Revise the listing below so that every "marker format" becomes "point format", with nothing else altered.

MATERIAL TO PROCESS:

** BEGIN **

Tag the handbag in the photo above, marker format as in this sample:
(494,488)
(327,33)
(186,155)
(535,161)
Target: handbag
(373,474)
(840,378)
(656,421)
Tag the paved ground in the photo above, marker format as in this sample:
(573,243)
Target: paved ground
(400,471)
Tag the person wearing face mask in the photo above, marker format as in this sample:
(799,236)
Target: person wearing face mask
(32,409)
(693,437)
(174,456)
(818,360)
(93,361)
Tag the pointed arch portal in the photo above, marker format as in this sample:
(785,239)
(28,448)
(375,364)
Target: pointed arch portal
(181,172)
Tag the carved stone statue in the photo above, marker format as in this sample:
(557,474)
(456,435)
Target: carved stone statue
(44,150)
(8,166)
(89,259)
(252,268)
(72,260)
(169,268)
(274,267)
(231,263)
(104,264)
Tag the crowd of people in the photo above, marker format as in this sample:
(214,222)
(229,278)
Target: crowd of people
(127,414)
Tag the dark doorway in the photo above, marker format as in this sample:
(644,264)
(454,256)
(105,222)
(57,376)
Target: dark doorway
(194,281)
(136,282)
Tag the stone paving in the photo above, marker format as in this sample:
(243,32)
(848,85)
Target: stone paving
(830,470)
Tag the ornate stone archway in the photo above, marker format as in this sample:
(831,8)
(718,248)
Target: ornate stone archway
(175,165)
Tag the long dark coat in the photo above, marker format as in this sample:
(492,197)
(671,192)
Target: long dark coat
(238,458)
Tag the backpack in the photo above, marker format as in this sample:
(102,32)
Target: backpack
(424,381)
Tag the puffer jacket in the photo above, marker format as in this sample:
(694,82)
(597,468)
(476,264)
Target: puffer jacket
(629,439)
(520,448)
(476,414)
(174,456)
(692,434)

** END **

EXERCISE RESPONSE:
Tag the handbag in the photo above, point format as in this sample:
(494,488)
(327,33)
(186,155)
(535,161)
Target: handbag
(373,474)
(840,378)
(656,421)
Tag the paved ground in the photo above, point format as in this sample:
(573,243)
Target: paved ground
(400,471)
Tag the person wearing face mask in the photo above, point format as in this sample:
(799,236)
Target: person wearing face mask
(32,409)
(693,437)
(174,456)
(818,360)
(93,361)
Tag the pointed arch portal in the photo above, point format as in this sample:
(785,239)
(28,448)
(375,364)
Target: pointed arch portal
(181,172)
Tag the carved stone statue in the photo above, point format as in this sample:
(557,474)
(456,435)
Target: carved stone statue
(44,150)
(8,166)
(89,259)
(252,268)
(72,260)
(169,268)
(274,267)
(231,263)
(104,264)
Tag the crowd of people in the photo above, point format as in this sample:
(214,222)
(229,278)
Target: crowd of people
(127,414)
Tag the dark doorway in the photo above, point format as in this sample:
(644,264)
(454,256)
(105,222)
(57,376)
Target: dark doorway
(194,281)
(136,282)
Tag the stone paving in the photo above, point format as in this sample:
(243,32)
(848,85)
Target: stone paving
(830,470)
Tag the ornate stone archway in the photo above, point format as in this sample:
(831,8)
(718,248)
Target: ornate stone archway
(175,165)
Tag the long dark coat in the photo above, point format as in this sample:
(492,197)
(671,192)
Target: long dark coat
(238,458)
Tag the backpack in the photo above, point format as in this sample:
(102,32)
Target: backpack
(424,381)
Tag the puffer jacket in the photo above, point format as in this sample:
(694,82)
(597,468)
(476,264)
Target: puffer jacket
(629,439)
(520,448)
(476,414)
(174,456)
(692,434)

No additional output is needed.